==== EXCERPT PROVIDED ====

Start 14-Day Trial Subscription

*No credit card required

John Foyston's picture

Gary Fish of Deschutes Brewery

Gary Fish, Founder of Deschutes Brewery

Gary Fish is not one of those pioneer Oregon brewers who wore a welder’s mask as easily as brewer’s rubber boots and built his own brewery like the Widmer brothers.

Instead, Fish was a self-proclaimed restaurant guy when he started Deschutes Brewery as a brewpub in Bend, Oregon in 1988 at the age of 31. And he remains a restaurant guy at 57, albeit one with a lot more experience and a few scars incurred from guiding a small brewpub in a depressed lumber town to become Oregon’s largest brewer and the sixth largest craft brewer in the country. Deschutes Brewery sold 713 barrels of beer in its first year – a volume that far exceeded his idea of selling a few barrels of excess capacity to a couple of nearby Central Oregon resorts – and sold more than 285,000 barrels of beer last year in 26 states.

As one of Oregon’s leading businessmen, Fish has won a lot of honors over the years. He’s a founder, past president and current board member of the Oregon Brewers Guild, and is now chairman of the board of the Brewers Association, the national craft brewing trade group. Fish is active in Bend business groups, was past president of Rotary and the Chamber of Commerce, and has several civic and trade awards on his mantel, including Ernst & Young’s Pacific Northwest Entrepreneur of the Year for 2013. And like employee-owned Full Sail Brewing, which opened the same year in Hood River, Deschutes is perennially named one of the best workplaces in the state.


deschutes-bend-pub_summer.jpg
“Pubs,” says Fish, “are where we go to reclaim our humanity.”


But despite the accolades, Fish remains a restaurant guy at heart. “I’m an old school manager,” said Fish in a recent interview at the Deschutes Portland pub in the Pearl District, a beautiful, woody space that embodies his ideas about local art, brewing, food and the ideal pub experience. “I’m the first one here in the morning and the last to leave at night. I may not be the smartest guy in the room, but I can work as hard as any.”

Fish neglects to mention some of his other attributes in that brief evaluation: loyalty to his people, a genuine feel for the market and abiding respect for his customers and for the beer. But hard work has certainly been a big part of the Deschutes success, and remains so. “It’s interesting to look at the numbers,” he said of the brewery’s national ranking, “but then you toss the score card away and get back to work.”

The score card shows that Deschutes is on target to brew 320,000 to 340,000 barrels this year. “We’re growing at a comfortable pace, but we may ratchet back a bit,” he said. “We’ll open Michigan later this year and that’s it for a while, except for the Zarabanda Saison we’re making for Jose Andreas’ restaurant in Washington D.C.”

==== DATASET CONTENT ====

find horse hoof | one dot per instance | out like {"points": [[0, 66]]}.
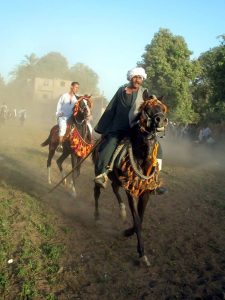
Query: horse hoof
{"points": [[144, 261], [128, 232], [97, 217]]}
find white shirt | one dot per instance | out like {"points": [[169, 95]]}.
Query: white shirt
{"points": [[65, 105]]}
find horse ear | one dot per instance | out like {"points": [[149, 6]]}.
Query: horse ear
{"points": [[145, 95]]}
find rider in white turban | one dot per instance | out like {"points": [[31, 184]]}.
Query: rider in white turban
{"points": [[136, 72]]}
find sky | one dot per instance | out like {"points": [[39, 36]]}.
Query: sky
{"points": [[107, 36]]}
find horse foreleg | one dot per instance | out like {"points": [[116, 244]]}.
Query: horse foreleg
{"points": [[133, 203], [142, 203], [59, 162], [97, 193], [116, 187], [49, 161]]}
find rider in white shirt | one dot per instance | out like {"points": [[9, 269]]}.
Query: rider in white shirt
{"points": [[65, 110]]}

====

WRITTEN EXERCISE 1:
Translate this sentence from the Gary Fish profile into Spanish: "But despite the accolades, Fish remains a restaurant guy at heart."
WRITTEN EXERCISE 2:
From the Gary Fish profile, reproduce the passage beginning at "Start 14-Day Trial" up to and including "the Widmer brothers.".
Rely solely on the Gary Fish profile for everything that comes next.

EXERCISE RESPONSE 1:
Pero a pesar de los elogios, Fish sigue siendo, en el fondo, un hombre de restaurantes.

EXERCISE RESPONSE 2:
Start 14-Day Trial Subscription

*No credit card required

John Foyston's picture

Gary Fish of Deschutes Brewery

Gary Fish, Founder of Deschutes Brewery

Gary Fish is not one of those pioneer Oregon brewers who wore a welder’s mask as easily as brewer’s rubber boots and built his own brewery like the Widmer brothers.